Meskipun demikian, tantangan dan intimidasi yang dihadapi Muhammad
Shallahu alaihi wassalam dari kaum beliau lebih berat daripada tantangan
maupun intimidasi yang diterima oleh para Rasul sebelum beliau.
Sehingga beliau shallahu alaihi wassalam, pernah bersabda kepad Aisyah
ra.
"Aku telah mendapatkan tantangan dan intimidasi dari keaummu dengan sangat keras". (HR : Buhkhari).
Sikap kecewa akibat intimidasi dan permusuhan yang mesti dihadapi
oleh para Nabi dan Rasul itu juga harus dihadapi oleh para da'i yang
mengajak umat masing-masing ke jalan Allah Rabbul Alamin. Sehingga ada
seorang da'i yang sempat bertutur, mengungkapkan isis hatinya atas
berbagai derita yang dialaminya :
"Selama delapan puluh tahun lebih dai usiaku, belum pernah aku
merasakan manisnya dunia sedikitpun. Sebab, aku senantiasa menghabiskan
usiaku di berbagai medan peperangan dan penjara tawanan, baik di dalam
maupun di luar negeri. Tidak satu penderitaan pun berupa siksaan yagn
belum pernah aku alami.
Bahka aku pernah diperlakukan sebagai penjahat perang di dinas
ketentaraan di dalam negeriku sendiri. Aku juga pernah dibubang di
berbagai negara sebagai penjahat perang, dan aku pernah dilarang bergaul
dengan orang lain (diasingkan) selama berbulan-bulan di dalam penjara
khusus di negeriku sendiri.
Aku pernah diracun berulangkali, dan dihinakan dengan berbagai
hinaan yang sangat keji. Sampai-sampai muncul suatu waktu aku lebih
banyak berharap kematian daripada hidup yang terus-menerus tersiksa.

__Yang Perlu Dikerjakan__.
1. Dalam teks tentang tantangan dakwah, berapa lama da'i itu pernah dilarang bergaul dengan orang lain di penjara khusus di negerinya sendiri?
2. Tuliskan lanjutan teks tentang tantangan dakwah, dimulai sesudah kalimat terakhirnya.

(Data anotasi lokasi objek)
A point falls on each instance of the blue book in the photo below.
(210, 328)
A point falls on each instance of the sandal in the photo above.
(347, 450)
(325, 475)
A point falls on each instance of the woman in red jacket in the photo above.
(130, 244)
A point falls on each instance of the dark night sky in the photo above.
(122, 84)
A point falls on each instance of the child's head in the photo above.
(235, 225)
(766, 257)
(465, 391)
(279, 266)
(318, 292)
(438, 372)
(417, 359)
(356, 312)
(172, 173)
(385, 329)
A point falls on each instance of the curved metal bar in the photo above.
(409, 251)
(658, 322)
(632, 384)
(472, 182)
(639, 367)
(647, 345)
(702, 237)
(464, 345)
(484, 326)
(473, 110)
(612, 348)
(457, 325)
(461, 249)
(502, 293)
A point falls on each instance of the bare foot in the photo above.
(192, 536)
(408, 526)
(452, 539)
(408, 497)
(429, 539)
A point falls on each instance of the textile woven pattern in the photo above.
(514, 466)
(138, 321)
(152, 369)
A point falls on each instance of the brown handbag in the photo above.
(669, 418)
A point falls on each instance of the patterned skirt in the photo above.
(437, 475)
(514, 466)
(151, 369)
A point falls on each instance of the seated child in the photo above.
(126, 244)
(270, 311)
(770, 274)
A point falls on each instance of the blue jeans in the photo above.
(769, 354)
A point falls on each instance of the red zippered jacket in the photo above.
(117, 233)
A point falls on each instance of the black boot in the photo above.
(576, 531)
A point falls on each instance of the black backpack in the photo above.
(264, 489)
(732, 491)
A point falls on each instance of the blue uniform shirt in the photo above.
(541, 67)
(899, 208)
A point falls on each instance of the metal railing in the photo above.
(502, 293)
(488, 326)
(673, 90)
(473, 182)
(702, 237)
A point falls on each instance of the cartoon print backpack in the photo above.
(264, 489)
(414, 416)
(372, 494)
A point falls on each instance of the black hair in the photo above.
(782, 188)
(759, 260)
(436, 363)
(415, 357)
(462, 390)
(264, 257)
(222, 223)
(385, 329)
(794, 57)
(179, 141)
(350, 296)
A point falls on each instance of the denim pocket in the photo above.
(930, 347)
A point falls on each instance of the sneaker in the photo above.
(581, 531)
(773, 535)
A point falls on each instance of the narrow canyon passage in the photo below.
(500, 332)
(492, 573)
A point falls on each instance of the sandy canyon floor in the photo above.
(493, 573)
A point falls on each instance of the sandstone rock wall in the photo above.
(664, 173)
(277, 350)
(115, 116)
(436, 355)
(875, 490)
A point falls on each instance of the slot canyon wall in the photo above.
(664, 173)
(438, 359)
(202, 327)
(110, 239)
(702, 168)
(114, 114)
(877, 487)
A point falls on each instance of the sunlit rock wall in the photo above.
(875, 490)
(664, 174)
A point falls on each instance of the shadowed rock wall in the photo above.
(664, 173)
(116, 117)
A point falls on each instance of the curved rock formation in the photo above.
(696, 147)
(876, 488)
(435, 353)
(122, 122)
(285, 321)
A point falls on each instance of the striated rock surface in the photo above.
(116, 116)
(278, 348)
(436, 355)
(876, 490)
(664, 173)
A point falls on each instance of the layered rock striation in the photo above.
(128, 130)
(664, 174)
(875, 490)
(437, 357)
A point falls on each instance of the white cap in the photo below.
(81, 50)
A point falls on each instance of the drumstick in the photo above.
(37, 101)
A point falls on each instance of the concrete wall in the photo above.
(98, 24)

__Jawaban Tiap Tugas__.
1. Selama berbulan-bulan.

2.
Andaikata agamaku tidak melarangku melakukan bunuh diri, pasti
aku sudah membunuh diriku sendiri. Sebab, kematian bagiku pada waktu
itu, lebih aku sukai daripada kehidupan yagn penuh dengan siksaan dan
penderitaan".
Ungkapan yang tergambar jelas begitu sangat luar biasa diatas tidak
lain hanyalah suatu bentuk keluhan dan kekecewaan perasaan yang keluar
dari seorang yang qalbunya terkoyak-koyak disebabkan oleh adanya siksaan
dari masyarakat di sekililingnya ketika ia mengajak mereka untuk
menegakkan amar ma'ruf dan nahi munkar.
Betapa beratnya tugas dakwah yang dijalankan para Nabi dan Rasul,
sejak Nabi Adam as sampai kepada Rasulullah shallahu alaihi wassalam.
Tugas menegakkan dakwah, dan amar ma'ruf nahi munkar sangat berat, dan
memerlukan jiwa-jiwa yang sangat ikhlas dan sabar. Sanggung menanggung
beban yang amat berat.
Perlu diketahui bahwa siapa saja yang merelakan dirinya untuk
mengemban tugas suci ini, hendaknya ia senantiasa menjaga diri untuk
tetap bersikap istiqomah (konsisten). Sebab tuga suci ini
memerlukan pribadi-pribadi yang teguh dan istiomah dalam menjalankan
tugasnya. Bukan orang-orang yang mencari kehidupan dunia. Menukar ayat
dengan kehidupan dunia, yang sangat sedikit itu.
Dengan kata lain, setiap mukmin sebenarnya mendapatkan tugas untuk
memenuhi kewajiban yagn utama ini, menegakkan amar ma'ruf nahi munkar,
agar keimanan didasar sanubari masing-masing senantiasa terpelihara.
Karena, kaitan amalan dimaksud dengna keimanan seorang hamba sangatlah
erat. Oleh karena itu, eksistensi setiap individu atau pun kelompok
tidak akan pernah kekal, kecuali jika ia bersedia menegakkan amar ma'ruf
nahi munkar.
Sesungguhnya rahasia keberadaan seorang mukmin dan syarat kekalnya ia
sebagai seorang mukmin adalah menjalankan perintah untuk menyuruh yang
baik dan mencegah yang bernilai munkar. Seorang mukmin tidak boleh diam
saja, apabila melihat suatu bentuk kemunkaran terjadi. Seorang mukmin
tidak seharusnya menilai kehidupan lebih mulai dari pada kematian.
Setiap mukmin harus menegakkan amar ma'ruf nahi munkar seperti yang
pernah dilakukan oleh para sahabat, dan mereka menganggap tugas amar
ma'ruf nahi munkar menjadi tugas yang sangat mulia. Sebab itulah setiap
sahabat tidak pernah dalam hidup mereka berhenti sesaat pun untuk
menengakkan amar ma'ruf nahi munkar.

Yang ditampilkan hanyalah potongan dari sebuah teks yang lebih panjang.